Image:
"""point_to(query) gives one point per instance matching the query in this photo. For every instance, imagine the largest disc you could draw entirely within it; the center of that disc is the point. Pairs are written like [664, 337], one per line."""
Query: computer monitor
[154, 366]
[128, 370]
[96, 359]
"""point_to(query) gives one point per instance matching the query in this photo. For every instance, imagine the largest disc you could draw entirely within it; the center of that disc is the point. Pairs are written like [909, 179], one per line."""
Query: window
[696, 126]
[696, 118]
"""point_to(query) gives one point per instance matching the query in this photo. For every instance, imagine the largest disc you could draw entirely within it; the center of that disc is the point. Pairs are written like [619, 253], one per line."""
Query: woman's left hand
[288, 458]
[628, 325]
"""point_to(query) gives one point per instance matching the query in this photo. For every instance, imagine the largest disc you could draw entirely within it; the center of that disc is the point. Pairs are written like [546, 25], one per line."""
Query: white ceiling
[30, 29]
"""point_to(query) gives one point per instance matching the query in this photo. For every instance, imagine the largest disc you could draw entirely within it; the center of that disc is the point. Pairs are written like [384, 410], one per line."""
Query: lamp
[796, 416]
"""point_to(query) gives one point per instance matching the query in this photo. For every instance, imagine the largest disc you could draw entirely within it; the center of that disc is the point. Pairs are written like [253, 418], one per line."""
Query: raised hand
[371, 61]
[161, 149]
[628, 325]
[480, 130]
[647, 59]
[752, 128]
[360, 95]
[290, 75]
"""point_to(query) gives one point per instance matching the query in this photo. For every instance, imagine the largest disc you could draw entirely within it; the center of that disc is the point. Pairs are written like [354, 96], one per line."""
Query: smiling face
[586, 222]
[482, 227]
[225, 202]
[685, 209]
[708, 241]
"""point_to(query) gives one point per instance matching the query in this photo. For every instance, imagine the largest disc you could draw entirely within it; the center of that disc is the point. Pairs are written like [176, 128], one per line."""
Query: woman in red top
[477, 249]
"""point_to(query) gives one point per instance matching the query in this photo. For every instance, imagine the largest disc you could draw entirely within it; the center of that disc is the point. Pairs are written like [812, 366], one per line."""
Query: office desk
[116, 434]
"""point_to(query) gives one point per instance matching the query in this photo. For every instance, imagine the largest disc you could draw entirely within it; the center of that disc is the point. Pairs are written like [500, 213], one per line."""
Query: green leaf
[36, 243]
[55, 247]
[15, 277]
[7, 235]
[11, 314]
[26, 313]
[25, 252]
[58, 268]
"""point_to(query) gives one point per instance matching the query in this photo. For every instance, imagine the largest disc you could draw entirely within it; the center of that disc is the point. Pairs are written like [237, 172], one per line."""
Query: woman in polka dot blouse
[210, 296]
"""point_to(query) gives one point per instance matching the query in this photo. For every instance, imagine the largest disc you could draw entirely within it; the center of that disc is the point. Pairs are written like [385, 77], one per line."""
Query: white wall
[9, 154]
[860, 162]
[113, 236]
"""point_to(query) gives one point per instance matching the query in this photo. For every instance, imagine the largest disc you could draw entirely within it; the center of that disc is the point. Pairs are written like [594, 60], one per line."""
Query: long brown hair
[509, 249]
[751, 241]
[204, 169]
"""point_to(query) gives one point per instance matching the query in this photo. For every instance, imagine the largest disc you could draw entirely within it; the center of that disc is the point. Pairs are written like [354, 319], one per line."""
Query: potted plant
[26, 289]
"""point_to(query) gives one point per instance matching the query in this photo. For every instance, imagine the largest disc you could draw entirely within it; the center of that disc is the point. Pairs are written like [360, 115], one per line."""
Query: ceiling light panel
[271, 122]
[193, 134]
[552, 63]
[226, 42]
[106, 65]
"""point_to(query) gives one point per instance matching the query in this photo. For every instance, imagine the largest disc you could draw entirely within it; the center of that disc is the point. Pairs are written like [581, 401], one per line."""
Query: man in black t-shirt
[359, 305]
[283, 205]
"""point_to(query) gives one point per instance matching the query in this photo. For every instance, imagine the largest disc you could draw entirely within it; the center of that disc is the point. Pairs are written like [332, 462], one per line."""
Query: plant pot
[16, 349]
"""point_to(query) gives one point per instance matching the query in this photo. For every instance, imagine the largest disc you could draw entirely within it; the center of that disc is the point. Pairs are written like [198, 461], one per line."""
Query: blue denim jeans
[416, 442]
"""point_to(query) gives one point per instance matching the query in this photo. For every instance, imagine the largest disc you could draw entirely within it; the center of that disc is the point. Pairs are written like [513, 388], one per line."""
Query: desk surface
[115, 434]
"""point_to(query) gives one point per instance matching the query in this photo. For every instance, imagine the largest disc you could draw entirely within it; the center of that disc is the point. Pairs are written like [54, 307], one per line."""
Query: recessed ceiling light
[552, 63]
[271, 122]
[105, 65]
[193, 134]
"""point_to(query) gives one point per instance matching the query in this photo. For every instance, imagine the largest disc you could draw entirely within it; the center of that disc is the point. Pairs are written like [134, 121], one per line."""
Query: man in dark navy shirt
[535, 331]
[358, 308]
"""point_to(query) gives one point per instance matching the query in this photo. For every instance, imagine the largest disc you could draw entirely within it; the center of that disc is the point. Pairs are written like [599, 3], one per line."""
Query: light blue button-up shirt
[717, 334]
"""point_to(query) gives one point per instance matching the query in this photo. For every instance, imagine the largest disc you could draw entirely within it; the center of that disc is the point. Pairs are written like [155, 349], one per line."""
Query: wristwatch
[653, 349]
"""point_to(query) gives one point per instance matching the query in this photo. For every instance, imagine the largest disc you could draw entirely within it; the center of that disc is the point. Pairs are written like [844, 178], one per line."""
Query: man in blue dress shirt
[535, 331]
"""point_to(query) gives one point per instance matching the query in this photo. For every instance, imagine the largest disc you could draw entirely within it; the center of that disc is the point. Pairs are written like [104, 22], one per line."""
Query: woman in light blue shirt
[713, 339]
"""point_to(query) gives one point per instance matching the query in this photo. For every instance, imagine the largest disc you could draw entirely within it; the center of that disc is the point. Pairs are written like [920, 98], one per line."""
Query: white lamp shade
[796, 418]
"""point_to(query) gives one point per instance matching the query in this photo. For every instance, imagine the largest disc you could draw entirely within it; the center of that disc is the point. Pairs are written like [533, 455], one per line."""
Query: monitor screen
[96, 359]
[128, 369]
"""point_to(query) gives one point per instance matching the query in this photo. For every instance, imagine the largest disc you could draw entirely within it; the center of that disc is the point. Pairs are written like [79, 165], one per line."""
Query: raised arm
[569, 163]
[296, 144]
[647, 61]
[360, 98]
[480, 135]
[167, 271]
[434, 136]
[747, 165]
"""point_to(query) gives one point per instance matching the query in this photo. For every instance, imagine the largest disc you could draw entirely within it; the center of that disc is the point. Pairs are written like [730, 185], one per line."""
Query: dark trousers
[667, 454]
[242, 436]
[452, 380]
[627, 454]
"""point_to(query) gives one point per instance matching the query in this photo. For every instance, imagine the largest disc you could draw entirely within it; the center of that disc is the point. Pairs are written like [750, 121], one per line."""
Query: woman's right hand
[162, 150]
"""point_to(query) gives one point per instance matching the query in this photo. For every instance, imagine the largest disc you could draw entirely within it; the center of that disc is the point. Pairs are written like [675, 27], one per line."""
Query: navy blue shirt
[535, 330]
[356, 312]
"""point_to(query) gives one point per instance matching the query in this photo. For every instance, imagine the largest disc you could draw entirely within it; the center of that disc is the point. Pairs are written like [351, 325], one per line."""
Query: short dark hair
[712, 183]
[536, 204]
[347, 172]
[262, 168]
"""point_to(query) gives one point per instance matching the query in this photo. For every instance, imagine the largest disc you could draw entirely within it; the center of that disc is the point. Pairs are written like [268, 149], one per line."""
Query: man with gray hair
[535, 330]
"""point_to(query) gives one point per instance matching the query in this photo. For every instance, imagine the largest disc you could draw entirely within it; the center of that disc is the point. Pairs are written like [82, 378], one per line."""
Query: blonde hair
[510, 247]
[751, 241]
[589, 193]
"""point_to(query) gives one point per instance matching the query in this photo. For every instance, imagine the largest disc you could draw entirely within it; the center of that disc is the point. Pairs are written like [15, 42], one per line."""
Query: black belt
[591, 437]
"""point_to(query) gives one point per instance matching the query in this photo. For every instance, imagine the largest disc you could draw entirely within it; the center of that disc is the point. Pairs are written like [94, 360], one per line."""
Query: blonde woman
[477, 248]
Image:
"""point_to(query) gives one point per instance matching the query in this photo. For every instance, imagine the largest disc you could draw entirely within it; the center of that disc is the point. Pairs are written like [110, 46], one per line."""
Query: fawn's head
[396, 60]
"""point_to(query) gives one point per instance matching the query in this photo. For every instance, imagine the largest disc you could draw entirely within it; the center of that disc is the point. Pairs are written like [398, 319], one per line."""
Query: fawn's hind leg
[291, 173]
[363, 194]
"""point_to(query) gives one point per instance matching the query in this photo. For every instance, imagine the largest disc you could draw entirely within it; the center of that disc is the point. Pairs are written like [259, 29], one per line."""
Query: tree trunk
________________________
Please quote exactly the lines from the one containing "[82, 378], one" through the last line of the records above, both included, and nothing else.

"""point_to(query) gives one point per instance matching the query in this photo. For every instance, imagine the largest disc you could draw entirely within it; the center of that disc is the point. Pairs are written like [82, 378], one per line."""
Query: blonde hair
[510, 247]
[751, 241]
[589, 193]
"""point_to(query) gives one point per instance matching the query in this photo. For every instance, imagine the largest disc you could draw entirely within it; the center of that disc is the point. Pairs are written like [15, 42], one per line."""
Query: black belt
[591, 437]
"""point_to(query) gives one point per instance matching the query in this photo. For every instance, imagine the largest disc you could draw entirely within it; the center of that disc is the point. Pairs are written like [94, 360], one per line."""
Query: blonde woman
[477, 248]
Image:
"""point_to(query) gives one point per instance matching the query in this photo. For every instance, imagine the largest disc you could draw entirely within it; the center of that disc is the point. Pairs are written like [110, 46], one per line."""
Query: fawn's head
[396, 60]
"""point_to(query) gives one point per instance matching the query in this photo. For every instance, imagine the largest disc you could draw entirely within it; the center of that disc is the point. Pairs are written like [398, 319], one per line."""
Query: fawn's hind leg
[291, 173]
[363, 194]
"""point_to(query) gives one point per instance matching the query in this photo. For every instance, imagine the largest disc you could draw entirely within it; the center of that disc is the point. Pairs are written like [259, 29], one per line."""
Query: tree trunk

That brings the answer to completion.